**Directive:** In the farm cost text below, copy everything from "We will say that" down to "(1555 per month)" word for word.

**Provided text:**
The average farm size in a five state area near me is less than 500 acres. So, lets say your farming 500 acres, getting around 30 bushels of soybeans per acre and they sell for around $10 per bushel.

For the sake of this argument, we will say your land, house, cars, and grain storage is paid for. You do all the work and make your wife drive the crop trailer as you harvest.

For easy math, 
You get a record crop of 50 bushels per acre, over 500 acres.

((I realise some people get more or less, based on fertile land and irrigation))

Sell it for $10 per bushel.

That's roughly 250k a year gross. 

Then you need to account for taxes, seed, diesel, taxes, etc..

We will say that the tax man and friends takes half of that.. $125k per year into your pocket.

Lets figure up the price of new equipment. Since I've never bought new before. I'll figure it on a 5 year note at 6%.

i.e. 

At least:
One tractor (7330 Cab Tractor) @ $91,012.00 (1539 per month)
One Disk ( 670 Single Offset Disk) @ $30,184.00 (510 per month)
One Planter (1770NT CCS Planter) @ 91,948.00 (1555 per month)
One combine (9770 STS Small Grain Combine) @ 311,331.00 (5267 per month)

Then your going to need the random trailers, haulers etc...

Just for the list items, that comes to $8871 per month out going.

125k year = 10416 per month.

**Information shown:**
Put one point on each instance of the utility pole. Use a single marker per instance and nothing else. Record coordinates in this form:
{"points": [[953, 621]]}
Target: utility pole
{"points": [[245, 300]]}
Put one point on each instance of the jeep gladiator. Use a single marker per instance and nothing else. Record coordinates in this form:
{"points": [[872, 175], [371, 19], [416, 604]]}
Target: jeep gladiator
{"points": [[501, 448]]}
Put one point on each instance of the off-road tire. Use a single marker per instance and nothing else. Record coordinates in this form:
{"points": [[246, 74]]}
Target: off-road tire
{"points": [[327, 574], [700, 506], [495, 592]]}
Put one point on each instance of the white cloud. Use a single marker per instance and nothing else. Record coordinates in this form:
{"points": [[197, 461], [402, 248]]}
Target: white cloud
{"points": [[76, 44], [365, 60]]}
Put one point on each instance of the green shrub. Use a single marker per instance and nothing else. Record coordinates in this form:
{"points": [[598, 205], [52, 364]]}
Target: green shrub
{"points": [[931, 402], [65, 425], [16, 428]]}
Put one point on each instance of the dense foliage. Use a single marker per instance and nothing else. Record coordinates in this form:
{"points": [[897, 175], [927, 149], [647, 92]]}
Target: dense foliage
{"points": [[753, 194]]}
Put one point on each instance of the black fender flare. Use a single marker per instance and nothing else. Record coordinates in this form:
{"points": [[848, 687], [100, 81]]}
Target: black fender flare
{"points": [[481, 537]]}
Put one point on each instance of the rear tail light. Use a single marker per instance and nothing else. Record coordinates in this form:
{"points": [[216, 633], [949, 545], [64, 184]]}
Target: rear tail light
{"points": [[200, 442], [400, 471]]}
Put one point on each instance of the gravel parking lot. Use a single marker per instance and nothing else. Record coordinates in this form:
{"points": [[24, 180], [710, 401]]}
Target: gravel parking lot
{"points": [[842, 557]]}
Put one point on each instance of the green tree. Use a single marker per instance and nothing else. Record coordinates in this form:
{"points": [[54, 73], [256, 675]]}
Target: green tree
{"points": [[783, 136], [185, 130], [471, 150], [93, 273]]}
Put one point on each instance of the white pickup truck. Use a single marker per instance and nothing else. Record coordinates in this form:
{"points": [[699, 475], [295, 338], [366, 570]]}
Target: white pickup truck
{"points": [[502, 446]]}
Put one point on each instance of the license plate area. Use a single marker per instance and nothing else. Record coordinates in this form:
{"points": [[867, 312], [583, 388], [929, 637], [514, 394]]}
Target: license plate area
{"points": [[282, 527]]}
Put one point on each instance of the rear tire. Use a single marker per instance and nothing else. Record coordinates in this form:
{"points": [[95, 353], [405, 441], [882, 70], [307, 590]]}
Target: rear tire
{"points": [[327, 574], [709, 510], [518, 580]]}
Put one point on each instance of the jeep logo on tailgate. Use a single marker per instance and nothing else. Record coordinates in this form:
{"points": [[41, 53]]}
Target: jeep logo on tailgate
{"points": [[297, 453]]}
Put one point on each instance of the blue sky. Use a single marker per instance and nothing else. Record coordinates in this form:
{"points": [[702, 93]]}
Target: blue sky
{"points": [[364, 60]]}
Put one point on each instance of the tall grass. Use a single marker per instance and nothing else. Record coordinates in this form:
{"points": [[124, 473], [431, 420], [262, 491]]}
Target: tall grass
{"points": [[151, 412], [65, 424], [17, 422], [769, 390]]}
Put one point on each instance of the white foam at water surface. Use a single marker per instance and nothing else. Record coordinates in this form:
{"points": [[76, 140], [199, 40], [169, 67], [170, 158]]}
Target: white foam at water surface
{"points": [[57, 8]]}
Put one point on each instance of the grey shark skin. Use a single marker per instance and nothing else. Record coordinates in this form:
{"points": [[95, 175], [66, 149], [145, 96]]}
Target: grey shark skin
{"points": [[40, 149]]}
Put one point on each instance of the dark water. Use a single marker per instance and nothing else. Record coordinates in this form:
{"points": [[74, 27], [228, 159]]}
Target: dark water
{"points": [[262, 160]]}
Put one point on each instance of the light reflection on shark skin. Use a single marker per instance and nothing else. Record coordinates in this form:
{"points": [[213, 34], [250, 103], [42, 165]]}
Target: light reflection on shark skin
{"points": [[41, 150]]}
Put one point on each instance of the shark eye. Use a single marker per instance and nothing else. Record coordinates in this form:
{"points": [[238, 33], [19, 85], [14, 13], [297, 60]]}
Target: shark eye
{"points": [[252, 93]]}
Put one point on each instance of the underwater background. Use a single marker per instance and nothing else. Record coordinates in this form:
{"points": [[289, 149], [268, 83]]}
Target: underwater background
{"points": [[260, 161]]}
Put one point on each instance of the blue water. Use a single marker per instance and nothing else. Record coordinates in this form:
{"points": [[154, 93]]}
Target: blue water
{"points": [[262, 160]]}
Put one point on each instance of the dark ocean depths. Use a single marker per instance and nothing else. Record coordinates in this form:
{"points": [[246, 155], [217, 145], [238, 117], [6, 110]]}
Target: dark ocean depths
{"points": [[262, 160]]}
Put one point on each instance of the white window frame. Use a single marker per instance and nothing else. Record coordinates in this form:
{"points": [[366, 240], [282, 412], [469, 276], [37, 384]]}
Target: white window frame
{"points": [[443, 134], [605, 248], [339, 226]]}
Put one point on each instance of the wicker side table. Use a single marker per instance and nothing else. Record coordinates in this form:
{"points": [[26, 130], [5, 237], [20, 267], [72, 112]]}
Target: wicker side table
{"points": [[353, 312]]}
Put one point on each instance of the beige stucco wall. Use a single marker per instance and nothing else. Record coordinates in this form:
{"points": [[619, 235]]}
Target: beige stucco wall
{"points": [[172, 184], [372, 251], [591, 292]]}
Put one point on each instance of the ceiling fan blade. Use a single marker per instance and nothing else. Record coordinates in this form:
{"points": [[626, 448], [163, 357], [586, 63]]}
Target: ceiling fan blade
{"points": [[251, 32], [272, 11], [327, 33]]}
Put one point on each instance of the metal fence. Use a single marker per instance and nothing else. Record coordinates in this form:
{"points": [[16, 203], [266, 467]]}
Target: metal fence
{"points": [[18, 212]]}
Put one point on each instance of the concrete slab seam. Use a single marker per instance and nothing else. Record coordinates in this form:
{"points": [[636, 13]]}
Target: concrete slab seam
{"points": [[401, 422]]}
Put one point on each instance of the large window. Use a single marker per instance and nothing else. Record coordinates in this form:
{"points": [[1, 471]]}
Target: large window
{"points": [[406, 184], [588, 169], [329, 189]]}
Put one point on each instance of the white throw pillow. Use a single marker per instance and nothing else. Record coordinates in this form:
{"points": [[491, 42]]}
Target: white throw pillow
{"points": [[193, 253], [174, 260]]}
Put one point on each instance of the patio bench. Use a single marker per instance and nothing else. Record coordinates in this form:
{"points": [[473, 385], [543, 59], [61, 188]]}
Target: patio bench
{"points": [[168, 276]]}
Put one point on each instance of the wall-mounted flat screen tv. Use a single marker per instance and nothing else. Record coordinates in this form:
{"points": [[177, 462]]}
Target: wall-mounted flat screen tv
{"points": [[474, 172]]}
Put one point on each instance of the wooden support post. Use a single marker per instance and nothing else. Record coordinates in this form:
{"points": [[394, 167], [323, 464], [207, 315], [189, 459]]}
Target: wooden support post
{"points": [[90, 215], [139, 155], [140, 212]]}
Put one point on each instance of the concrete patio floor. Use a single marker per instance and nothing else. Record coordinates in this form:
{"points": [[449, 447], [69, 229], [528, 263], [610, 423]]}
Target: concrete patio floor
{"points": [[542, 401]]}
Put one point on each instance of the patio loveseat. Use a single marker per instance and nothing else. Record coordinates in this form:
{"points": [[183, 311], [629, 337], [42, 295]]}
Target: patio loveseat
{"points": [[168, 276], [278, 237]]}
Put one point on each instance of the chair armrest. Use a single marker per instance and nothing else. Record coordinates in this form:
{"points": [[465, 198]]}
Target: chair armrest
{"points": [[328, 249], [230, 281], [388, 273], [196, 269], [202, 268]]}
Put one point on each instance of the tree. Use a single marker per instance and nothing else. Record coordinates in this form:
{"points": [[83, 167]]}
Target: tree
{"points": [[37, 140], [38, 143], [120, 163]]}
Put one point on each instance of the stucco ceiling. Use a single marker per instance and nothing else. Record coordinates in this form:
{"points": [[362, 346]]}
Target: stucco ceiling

**The answer:**
We will say that the tax man and friends takes half of that.. $125k per year into your pocket.

Lets figure up the price of new equipment. Since I've never bought new before. I'll figure it on a 5 year note at 6%.

i.e. 

At least:
One tractor (7330 Cab Tractor) @ $91,012.00 (1539 per month)
One Disk ( 670 Single Offset Disk) @ $30,184.00 (510 per month)
One Planter (1770NT CCS Planter) @ 91,948.00 (1555 per month)